In every row below, replace "outline" with "contour" and leave everything else unchanged. Omit the pictures from your answer.

*Extracted data:*
** Start **

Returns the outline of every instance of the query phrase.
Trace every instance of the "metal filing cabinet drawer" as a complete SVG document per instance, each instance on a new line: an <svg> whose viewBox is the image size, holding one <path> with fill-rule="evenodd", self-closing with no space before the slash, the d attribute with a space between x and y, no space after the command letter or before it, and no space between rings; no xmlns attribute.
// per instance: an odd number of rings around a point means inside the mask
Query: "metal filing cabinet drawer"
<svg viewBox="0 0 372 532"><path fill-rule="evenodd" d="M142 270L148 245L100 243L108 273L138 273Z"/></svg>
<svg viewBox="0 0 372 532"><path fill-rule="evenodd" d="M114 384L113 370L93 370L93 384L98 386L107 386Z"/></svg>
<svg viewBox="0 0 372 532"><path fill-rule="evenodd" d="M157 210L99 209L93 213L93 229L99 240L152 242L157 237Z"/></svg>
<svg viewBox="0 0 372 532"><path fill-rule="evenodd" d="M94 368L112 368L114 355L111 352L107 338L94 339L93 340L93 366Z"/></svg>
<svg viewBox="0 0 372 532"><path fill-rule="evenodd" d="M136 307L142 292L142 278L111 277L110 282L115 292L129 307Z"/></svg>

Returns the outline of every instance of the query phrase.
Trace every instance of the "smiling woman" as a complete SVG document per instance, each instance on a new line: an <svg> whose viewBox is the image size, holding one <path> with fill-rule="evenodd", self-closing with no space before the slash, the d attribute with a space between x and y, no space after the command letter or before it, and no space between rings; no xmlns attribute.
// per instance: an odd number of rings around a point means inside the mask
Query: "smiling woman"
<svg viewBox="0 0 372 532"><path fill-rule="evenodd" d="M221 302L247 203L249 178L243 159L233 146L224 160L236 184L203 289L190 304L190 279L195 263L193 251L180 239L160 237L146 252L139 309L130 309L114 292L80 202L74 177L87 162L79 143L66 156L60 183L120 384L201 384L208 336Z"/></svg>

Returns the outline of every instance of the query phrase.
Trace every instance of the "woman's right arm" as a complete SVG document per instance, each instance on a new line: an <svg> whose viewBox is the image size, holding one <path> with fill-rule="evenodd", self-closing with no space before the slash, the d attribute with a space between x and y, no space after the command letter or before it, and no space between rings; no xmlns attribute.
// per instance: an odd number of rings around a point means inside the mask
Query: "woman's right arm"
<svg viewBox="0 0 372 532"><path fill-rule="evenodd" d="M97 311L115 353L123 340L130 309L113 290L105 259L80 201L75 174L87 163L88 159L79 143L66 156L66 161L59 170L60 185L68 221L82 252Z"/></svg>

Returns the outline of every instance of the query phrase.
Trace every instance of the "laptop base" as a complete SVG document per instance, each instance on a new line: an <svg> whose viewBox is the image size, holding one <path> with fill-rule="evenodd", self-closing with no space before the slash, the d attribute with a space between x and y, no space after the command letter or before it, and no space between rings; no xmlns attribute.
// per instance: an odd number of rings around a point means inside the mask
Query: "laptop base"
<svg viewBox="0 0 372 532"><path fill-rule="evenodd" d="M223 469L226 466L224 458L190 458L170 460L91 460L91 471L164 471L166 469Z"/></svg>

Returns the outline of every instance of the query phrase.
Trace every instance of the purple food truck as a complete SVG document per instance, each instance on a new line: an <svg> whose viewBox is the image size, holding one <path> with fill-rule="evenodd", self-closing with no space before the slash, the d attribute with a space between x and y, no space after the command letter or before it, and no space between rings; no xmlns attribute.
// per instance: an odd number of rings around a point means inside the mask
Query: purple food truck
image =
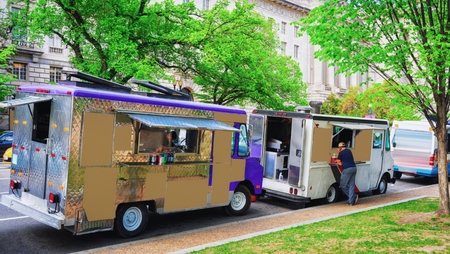
<svg viewBox="0 0 450 254"><path fill-rule="evenodd" d="M11 187L1 203L74 235L139 235L148 212L221 206L243 214L263 195L244 110L189 101L63 71L56 85L17 89ZM71 80L76 77L84 81Z"/></svg>

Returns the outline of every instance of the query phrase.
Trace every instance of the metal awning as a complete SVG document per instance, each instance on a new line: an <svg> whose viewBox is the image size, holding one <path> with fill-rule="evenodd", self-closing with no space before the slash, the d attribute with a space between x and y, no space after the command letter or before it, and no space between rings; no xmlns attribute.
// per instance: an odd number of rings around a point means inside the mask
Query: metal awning
<svg viewBox="0 0 450 254"><path fill-rule="evenodd" d="M124 112L123 114L128 116L132 119L151 127L241 132L241 130L239 129L213 120L160 116L150 114L125 112Z"/></svg>
<svg viewBox="0 0 450 254"><path fill-rule="evenodd" d="M15 99L14 100L1 102L0 102L0 108L5 109L12 108L13 107L17 107L18 106L36 103L37 102L51 101L52 100L52 97L41 97L38 96L27 96L25 98L22 98L21 99Z"/></svg>
<svg viewBox="0 0 450 254"><path fill-rule="evenodd" d="M384 129L382 128L365 125L364 124L351 124L348 123L333 123L332 124L335 126L350 129L350 130L384 130Z"/></svg>

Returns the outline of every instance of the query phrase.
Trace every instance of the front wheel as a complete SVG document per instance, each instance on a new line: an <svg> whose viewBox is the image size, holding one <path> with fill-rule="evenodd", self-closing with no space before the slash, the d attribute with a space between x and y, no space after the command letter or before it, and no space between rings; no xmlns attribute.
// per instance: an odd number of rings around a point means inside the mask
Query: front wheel
<svg viewBox="0 0 450 254"><path fill-rule="evenodd" d="M379 195L380 194L384 194L386 193L386 190L387 189L387 177L385 175L381 177L381 180L378 184L378 187L376 189L372 190L372 194L373 195Z"/></svg>
<svg viewBox="0 0 450 254"><path fill-rule="evenodd" d="M148 209L145 204L123 204L116 211L114 231L122 238L137 236L144 231L148 218Z"/></svg>
<svg viewBox="0 0 450 254"><path fill-rule="evenodd" d="M230 203L224 207L224 210L230 216L240 216L247 212L251 202L250 190L245 186L239 185L234 190Z"/></svg>

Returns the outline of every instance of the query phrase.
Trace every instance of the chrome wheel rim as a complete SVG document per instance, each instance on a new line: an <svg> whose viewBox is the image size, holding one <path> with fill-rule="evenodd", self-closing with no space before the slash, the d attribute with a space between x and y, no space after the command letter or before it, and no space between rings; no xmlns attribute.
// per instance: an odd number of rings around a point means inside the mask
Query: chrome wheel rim
<svg viewBox="0 0 450 254"><path fill-rule="evenodd" d="M334 187L331 186L328 188L328 191L326 192L326 201L328 203L333 202L334 198L336 197L336 189Z"/></svg>
<svg viewBox="0 0 450 254"><path fill-rule="evenodd" d="M245 202L247 199L245 195L242 192L236 192L233 195L231 198L231 208L235 211L241 210L245 206Z"/></svg>
<svg viewBox="0 0 450 254"><path fill-rule="evenodd" d="M128 231L136 230L142 222L142 213L137 207L131 207L124 214L124 227Z"/></svg>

** End **

*Expected answer:*
Returns the contour of every instance of the query phrase.
Trace every instance of the "metal filing cabinet drawer" as a complete SVG document per instance, each instance on a new line: an <svg> whose viewBox is the image size, holding one <path> with fill-rule="evenodd", self-closing with no space before the slash, the d attribute with a space between x and y, no space after the command letter or before it, and no space between rings; no xmlns attribute.
// per instance: an odd number of rings around a point means inside the mask
Query: "metal filing cabinet drawer"
<svg viewBox="0 0 372 532"><path fill-rule="evenodd" d="M142 270L148 245L100 243L108 273L138 273Z"/></svg>
<svg viewBox="0 0 372 532"><path fill-rule="evenodd" d="M114 384L113 370L93 370L93 384L98 386L107 386Z"/></svg>
<svg viewBox="0 0 372 532"><path fill-rule="evenodd" d="M157 210L99 209L93 213L93 229L99 240L152 242L157 237Z"/></svg>
<svg viewBox="0 0 372 532"><path fill-rule="evenodd" d="M94 368L112 368L114 355L111 352L107 338L94 339L93 340L93 366Z"/></svg>
<svg viewBox="0 0 372 532"><path fill-rule="evenodd" d="M136 307L142 292L142 278L111 277L110 282L115 292L129 307Z"/></svg>

Returns the contour of every instance of the query phrase.
Trace every instance of the "smiling woman" as a complete SVG document per instance, each instance on a new line: an <svg> whose viewBox is the image size, holding one <path> with fill-rule="evenodd", self-closing with no space before the slash, the d attribute with a space between x and y, no space after the command letter or before it, and no space between rings; no xmlns attribute.
// per instance: an odd number of rings around a point means inside the mask
Query: "smiling woman"
<svg viewBox="0 0 372 532"><path fill-rule="evenodd" d="M221 302L247 203L249 178L243 159L233 146L224 160L236 184L203 289L190 304L190 279L195 263L193 251L180 239L160 237L146 252L139 309L130 309L114 292L80 202L74 177L87 162L79 143L66 156L60 183L120 384L201 384L208 336Z"/></svg>

Returns the contour of every instance of the query phrase.
Trace every instance of the "woman's right arm" as a complete SVG document per instance, each instance on a new line: an <svg> whose viewBox is the image size, holding one <path> with fill-rule="evenodd", self-closing with no space before the slash, the d attribute with a space between x and y, no space after the command letter or before it, and no space between rings; no xmlns attribute.
// per instance: an odd number of rings around a point means inside the mask
Query: "woman's right arm"
<svg viewBox="0 0 372 532"><path fill-rule="evenodd" d="M97 311L115 353L123 340L130 309L113 290L105 259L80 201L75 174L87 163L88 159L79 143L66 156L66 161L59 170L60 185L68 221L82 252Z"/></svg>

Returns the contour of every instance of the query phrase.
Trace every instance of the "laptop base" as a complete SVG document per instance, each instance on a new line: an <svg> whose viewBox is the image size, holding one <path> with fill-rule="evenodd", self-closing with no space before the slash, the d attribute with a space between x and y, no space after the command letter or before it, and no space between rings; no xmlns attribute.
// per instance: an odd number of rings around a point means inside the mask
Query: "laptop base"
<svg viewBox="0 0 372 532"><path fill-rule="evenodd" d="M223 469L226 466L224 458L190 458L170 460L91 460L91 471L164 471L166 469Z"/></svg>

Returns the contour of every instance of the query phrase.
Trace every instance of the purple food truck as a complete SVG document per instance, each instance on a new line: an <svg> whose viewBox is the image size, holding one <path> with fill-rule="evenodd", self-closing with no space before the slash, the d attribute with a space between x and y, no space after the command letter or before it, and no space between rings; no xmlns attribute.
// per instance: an odd number of rings around a point means inside the mask
Query: purple food truck
image =
<svg viewBox="0 0 450 254"><path fill-rule="evenodd" d="M11 187L1 203L74 235L139 235L148 212L221 206L243 214L263 195L244 110L189 101L63 71L56 85L17 89ZM71 80L76 77L84 81Z"/></svg>

Returns the contour of every instance of the query phrase.
Trace every instance of the metal awning as a complete SVG document per instance, each instance on a new line: an <svg> whose viewBox is the image size, holding one <path> with fill-rule="evenodd", self-closing with no space before the slash, the d attribute with a space between x and y, no space after the command letter or before it, and no space between rings; no xmlns attribute.
// per instance: an odd number of rings around a point means inside the mask
Query: metal awning
<svg viewBox="0 0 450 254"><path fill-rule="evenodd" d="M124 112L123 114L128 116L132 119L151 127L241 132L241 130L239 129L213 120L160 116L150 114L125 112Z"/></svg>
<svg viewBox="0 0 450 254"><path fill-rule="evenodd" d="M15 99L14 100L1 102L0 102L0 108L5 109L12 108L13 107L17 107L18 106L36 103L37 102L51 101L52 100L52 97L41 97L38 96L27 96L25 98L22 98L21 99Z"/></svg>
<svg viewBox="0 0 450 254"><path fill-rule="evenodd" d="M384 129L382 128L365 125L364 124L351 124L348 123L333 123L332 124L335 126L350 129L350 130L384 130Z"/></svg>

Returns the contour of every instance of the query phrase.
Trace every instance of the front wheel as a complete SVG document per instance, each instance on a new line: an <svg> whose viewBox is the image size, holding one <path> with fill-rule="evenodd", self-closing with no space before the slash, the d attribute with a space between x and y, no space after the command letter or before it, and no space between rings; no xmlns attribute.
// per instance: an odd number of rings around a point means inside the mask
Query: front wheel
<svg viewBox="0 0 450 254"><path fill-rule="evenodd" d="M379 195L380 194L384 194L386 193L386 190L387 189L387 177L385 175L381 177L381 180L378 184L378 187L376 189L372 190L372 194L373 195Z"/></svg>
<svg viewBox="0 0 450 254"><path fill-rule="evenodd" d="M148 209L145 204L123 204L116 211L114 231L122 238L137 236L144 231L148 218Z"/></svg>
<svg viewBox="0 0 450 254"><path fill-rule="evenodd" d="M230 203L224 207L224 210L230 216L240 216L247 212L251 202L250 190L245 186L239 185L234 190Z"/></svg>

Returns the contour of every instance of the query phrase.
Trace every instance of the chrome wheel rim as a complete SVG document per instance, each instance on a new line: an <svg> whose viewBox is the image size, holding one <path> with fill-rule="evenodd", self-closing with no space before the slash, the d attribute with a space between x and y, no space after the command letter or before it, and no space between rings; no xmlns attribute.
// per instance: an odd number of rings around a point means inside the mask
Query: chrome wheel rim
<svg viewBox="0 0 450 254"><path fill-rule="evenodd" d="M334 187L331 186L328 188L328 191L326 192L326 201L328 203L333 202L334 198L336 197L336 189Z"/></svg>
<svg viewBox="0 0 450 254"><path fill-rule="evenodd" d="M245 202L247 199L245 195L242 192L236 192L233 195L231 198L231 208L235 211L241 210L245 206Z"/></svg>
<svg viewBox="0 0 450 254"><path fill-rule="evenodd" d="M128 231L136 230L142 222L142 213L137 207L131 207L124 214L124 227Z"/></svg>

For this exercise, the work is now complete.